→ **Dataset**:

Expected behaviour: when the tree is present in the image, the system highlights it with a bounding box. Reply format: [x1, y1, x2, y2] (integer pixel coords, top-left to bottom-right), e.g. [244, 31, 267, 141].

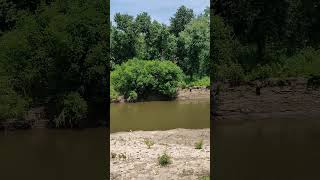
[0, 0, 17, 33]
[177, 12, 210, 77]
[170, 6, 194, 37]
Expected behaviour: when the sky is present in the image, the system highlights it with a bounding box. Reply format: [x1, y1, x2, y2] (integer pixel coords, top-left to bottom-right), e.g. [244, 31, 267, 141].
[110, 0, 210, 24]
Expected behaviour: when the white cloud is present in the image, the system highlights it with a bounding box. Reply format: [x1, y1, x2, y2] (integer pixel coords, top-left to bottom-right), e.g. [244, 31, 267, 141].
[110, 0, 210, 24]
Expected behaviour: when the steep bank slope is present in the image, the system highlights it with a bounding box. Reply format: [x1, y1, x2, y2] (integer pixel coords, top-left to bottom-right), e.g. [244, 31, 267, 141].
[110, 129, 210, 180]
[212, 78, 320, 122]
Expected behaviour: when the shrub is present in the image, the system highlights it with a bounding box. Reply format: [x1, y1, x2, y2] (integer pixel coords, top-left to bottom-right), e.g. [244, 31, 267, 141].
[110, 85, 119, 101]
[144, 139, 154, 149]
[127, 91, 138, 102]
[0, 76, 28, 121]
[158, 152, 172, 166]
[216, 63, 245, 85]
[194, 139, 203, 149]
[111, 59, 183, 99]
[55, 92, 87, 128]
[282, 48, 320, 77]
[190, 76, 210, 87]
[199, 176, 210, 180]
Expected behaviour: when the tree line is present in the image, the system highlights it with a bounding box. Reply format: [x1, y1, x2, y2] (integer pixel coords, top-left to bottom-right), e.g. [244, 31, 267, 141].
[111, 6, 210, 77]
[210, 0, 320, 82]
[0, 0, 110, 127]
[110, 6, 210, 99]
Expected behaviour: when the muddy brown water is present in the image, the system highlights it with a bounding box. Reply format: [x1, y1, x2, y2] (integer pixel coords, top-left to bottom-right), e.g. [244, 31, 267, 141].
[0, 128, 107, 180]
[110, 98, 210, 133]
[213, 117, 320, 180]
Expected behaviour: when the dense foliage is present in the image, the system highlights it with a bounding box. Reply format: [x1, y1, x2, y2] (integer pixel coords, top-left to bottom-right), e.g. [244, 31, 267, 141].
[0, 0, 110, 124]
[111, 59, 183, 101]
[110, 6, 210, 101]
[111, 6, 210, 77]
[210, 0, 320, 82]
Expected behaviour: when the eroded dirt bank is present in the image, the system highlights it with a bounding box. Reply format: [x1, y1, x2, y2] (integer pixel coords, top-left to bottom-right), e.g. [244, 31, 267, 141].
[110, 129, 210, 180]
[212, 78, 320, 122]
[111, 87, 210, 103]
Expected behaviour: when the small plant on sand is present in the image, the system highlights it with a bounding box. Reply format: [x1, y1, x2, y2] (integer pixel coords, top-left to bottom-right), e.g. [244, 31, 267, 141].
[118, 153, 127, 159]
[198, 176, 210, 180]
[144, 139, 154, 149]
[111, 153, 117, 159]
[194, 139, 203, 149]
[158, 152, 172, 166]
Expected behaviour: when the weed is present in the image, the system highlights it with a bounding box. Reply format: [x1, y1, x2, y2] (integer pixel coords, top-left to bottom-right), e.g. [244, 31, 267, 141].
[111, 153, 117, 159]
[144, 139, 154, 149]
[199, 176, 210, 180]
[194, 139, 203, 149]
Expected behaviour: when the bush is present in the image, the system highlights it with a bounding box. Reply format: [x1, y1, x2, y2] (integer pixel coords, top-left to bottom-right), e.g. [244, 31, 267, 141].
[199, 176, 210, 180]
[55, 92, 87, 128]
[194, 139, 203, 149]
[144, 139, 154, 149]
[158, 152, 172, 166]
[111, 59, 183, 99]
[110, 84, 119, 102]
[190, 76, 210, 87]
[215, 63, 245, 85]
[0, 75, 28, 122]
[282, 48, 320, 77]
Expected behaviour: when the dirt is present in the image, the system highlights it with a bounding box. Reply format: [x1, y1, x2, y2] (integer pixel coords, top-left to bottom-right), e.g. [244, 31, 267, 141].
[110, 129, 210, 180]
[212, 78, 320, 122]
[111, 87, 210, 103]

→ **Work required**:
Reproduce all of the material above word for word, but leave out the pictures.

→ **Problem solution**:
Expected behaviour: when the tree is present in the image, the system highlights it with a bounding box. Reply format: [x1, y1, x2, y2] (integer pixel coords, top-left to bottom-right), e.g. [244, 31, 267, 141].

[0, 0, 17, 33]
[177, 12, 210, 77]
[170, 6, 194, 37]
Expected behaviour: when the sky is present in the image, the system highlights it with a bounding box. Reply format: [x1, y1, x2, y2] (integer pixel coords, top-left to bottom-right), e.g. [244, 31, 267, 141].
[110, 0, 210, 24]
Expected behaviour: when the white cloud is present in the image, the system highlights it with a bounding box. Reply format: [x1, y1, x2, y2] (integer pixel coords, top-left to bottom-right), e.g. [244, 31, 267, 141].
[110, 0, 210, 24]
Expected behaviour: when the steep bank slope is present in the image, the system highlights it with a bounding box. Reply format: [x1, y1, x2, y2] (integer pixel coords, top-left to bottom-right), e.g. [244, 31, 267, 141].
[110, 129, 210, 180]
[212, 78, 320, 122]
Expected behaviour: when the shrub is present in the image, the system highlights it with a bounding box. Reply format: [x1, y1, x2, y2] (integer pixel coords, top-left to bottom-right), e.g. [244, 31, 267, 141].
[110, 85, 119, 101]
[144, 139, 154, 149]
[127, 91, 138, 102]
[0, 76, 28, 121]
[158, 152, 172, 166]
[216, 63, 245, 85]
[194, 139, 203, 149]
[111, 59, 183, 99]
[55, 92, 87, 128]
[282, 48, 320, 77]
[190, 76, 210, 87]
[199, 176, 210, 180]
Expected behaviour: when the tree line is present in the image, the system highlights it with a bounding box. Reply format: [x1, y1, x2, y2] (integer pixel coords, top-left to bottom-right), e.g. [244, 31, 267, 141].
[111, 6, 210, 77]
[210, 0, 320, 82]
[0, 0, 110, 127]
[110, 6, 210, 99]
Expected behaviour: when the muddy brown water is present in the image, the system highlights it with a bounding box. Reply format: [x1, y1, x2, y2] (integer pixel coords, top-left to bottom-right), e.g. [244, 31, 267, 141].
[0, 128, 107, 180]
[110, 98, 210, 133]
[213, 117, 320, 180]
Expected behaviour: when the dense foliage is present in the image, the system highlights it with a bounding box. Reply format: [x1, y1, x2, y2] (integer pixel coords, top-left to bottom-right), e.g. [244, 31, 267, 141].
[0, 0, 110, 124]
[111, 59, 183, 101]
[110, 6, 210, 101]
[111, 6, 210, 77]
[210, 0, 320, 82]
Expected behaviour: when the eroded dirt bank is present in the image, the system highlights it with a bounding box. Reply format: [x1, y1, x2, y2] (integer pixel coords, top-left to bottom-right), e.g. [244, 31, 267, 141].
[110, 129, 210, 180]
[212, 78, 320, 122]
[111, 87, 210, 103]
Expected behaviour: when the small plant on sand is present in the image, the system highlights it with a bounding box. Reply format: [x1, y1, x2, y2] (integer pixel coords, top-left to bottom-right), e.g. [244, 31, 267, 141].
[118, 153, 127, 159]
[198, 176, 210, 180]
[144, 139, 154, 149]
[111, 153, 117, 159]
[194, 139, 203, 149]
[158, 152, 172, 166]
Expected behaviour: when the weed is present in the image, the system highlights it with a bounding box. Reply format: [x1, y1, x2, y2] (integer pixel coords, top-left to bottom-right), e.g. [244, 31, 267, 141].
[111, 153, 117, 159]
[144, 139, 154, 149]
[199, 176, 210, 180]
[194, 139, 203, 149]
Expected behaviour: when the bush is present in the image, the system highlights it with a bounding box. Reply format: [x1, y1, x2, y2] (integer pixel coords, top-left to bottom-right), e.g. [244, 31, 267, 141].
[199, 176, 210, 180]
[55, 92, 87, 128]
[194, 139, 203, 149]
[144, 139, 154, 149]
[158, 152, 172, 166]
[111, 59, 183, 99]
[110, 84, 119, 102]
[190, 76, 210, 87]
[215, 63, 245, 85]
[0, 75, 28, 122]
[282, 48, 320, 77]
Expected behaviour: when the dirt is present in the image, the system highlights it with a bounding box. Reply format: [x1, y1, x2, y2] (integer pixel coords, top-left to bottom-right), e.g. [244, 31, 267, 141].
[110, 129, 210, 180]
[212, 78, 320, 122]
[111, 87, 210, 103]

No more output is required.